REQUEST 1 >> In the lens problem, what does the positive sign of the image distance show?
REQUEST 2 >> Copy the lens problem word for word, from "Focal length, $f$" up to and including "the image $h'$.".

EXCERPTED TEXT >>
Focal length, $f$ = 8 cm
Height of the object $h$ = $+$2
Object distance, $u$ = $-$12 cm (since object is always placed on the left side of the lens, it is taken as negative)
To find: Position, nature, $v$ of the image, and size of the image $h'$.
Solution:
According to the lens formula, we know that:
$\frac {1}{v}-\frac {1}{u}=\frac {1}{f}$
Substituting the given values in the formula we get-
$\frac {1}{v}-\frac {1}{(-12)}=\frac {1}{8}$
$\frac {1}{v}+\frac {1}{12}=\frac {1}{8}$
$\frac {1}{v}=\frac {1}{8}-\frac {1}{12}$
$\frac {1}{v}=\frac {3-2}{24}$
$\frac {1}{v}=\frac {1}{24}$
$v=+24cm$
Thus, the image distance $v$ is 24 cm from the lens, and the positive $(+)$ sign for image distance implies that the image is formed on the right side of the lens (behind the lens). And, we know that on the right side of the lens real image forms.

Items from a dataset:
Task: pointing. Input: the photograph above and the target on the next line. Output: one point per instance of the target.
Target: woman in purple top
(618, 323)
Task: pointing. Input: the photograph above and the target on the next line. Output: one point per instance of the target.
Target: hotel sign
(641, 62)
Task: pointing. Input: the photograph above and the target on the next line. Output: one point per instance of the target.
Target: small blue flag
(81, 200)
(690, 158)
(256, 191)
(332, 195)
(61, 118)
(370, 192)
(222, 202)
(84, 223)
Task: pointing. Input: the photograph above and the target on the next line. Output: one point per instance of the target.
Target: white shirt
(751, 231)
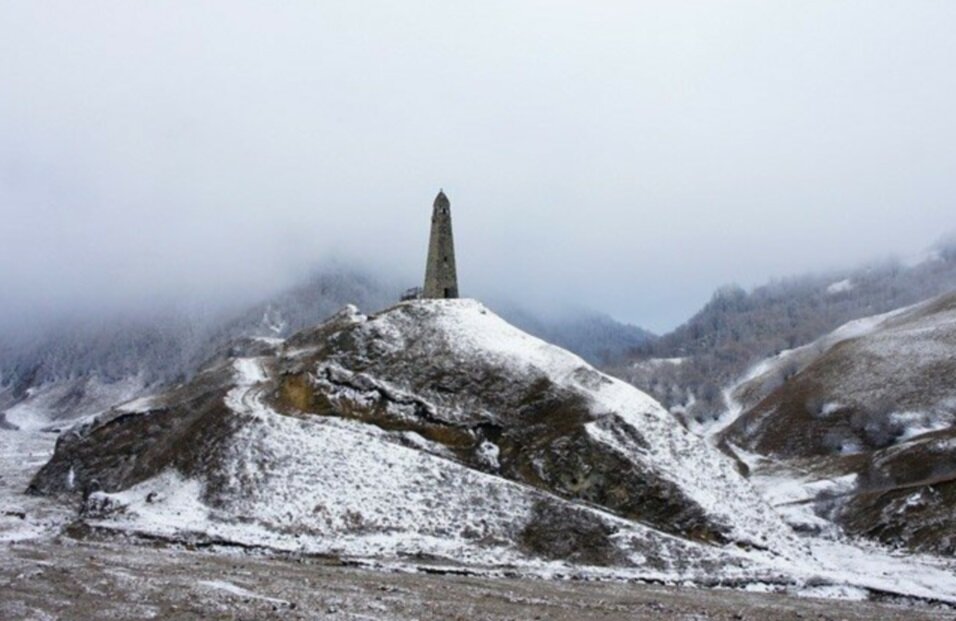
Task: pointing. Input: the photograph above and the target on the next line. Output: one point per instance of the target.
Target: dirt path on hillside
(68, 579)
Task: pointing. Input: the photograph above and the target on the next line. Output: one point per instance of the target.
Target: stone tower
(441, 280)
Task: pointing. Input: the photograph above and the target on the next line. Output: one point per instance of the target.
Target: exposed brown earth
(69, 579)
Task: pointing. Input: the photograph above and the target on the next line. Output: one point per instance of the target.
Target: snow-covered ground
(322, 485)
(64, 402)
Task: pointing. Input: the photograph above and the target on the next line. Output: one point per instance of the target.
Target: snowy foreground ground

FINAL RESULT 1 >> The image forms on the right side of the lens, behind it.

FINAL RESULT 2 >>
Focal length, $f$ = 8 cm
Height of the object $h$ = $+$2
Object distance, $u$ = $-$12 cm (since object is always placed on the left side of the lens, it is taken as negative)
To find: Position, nature, $v$ of the image, and size of the image $h'$.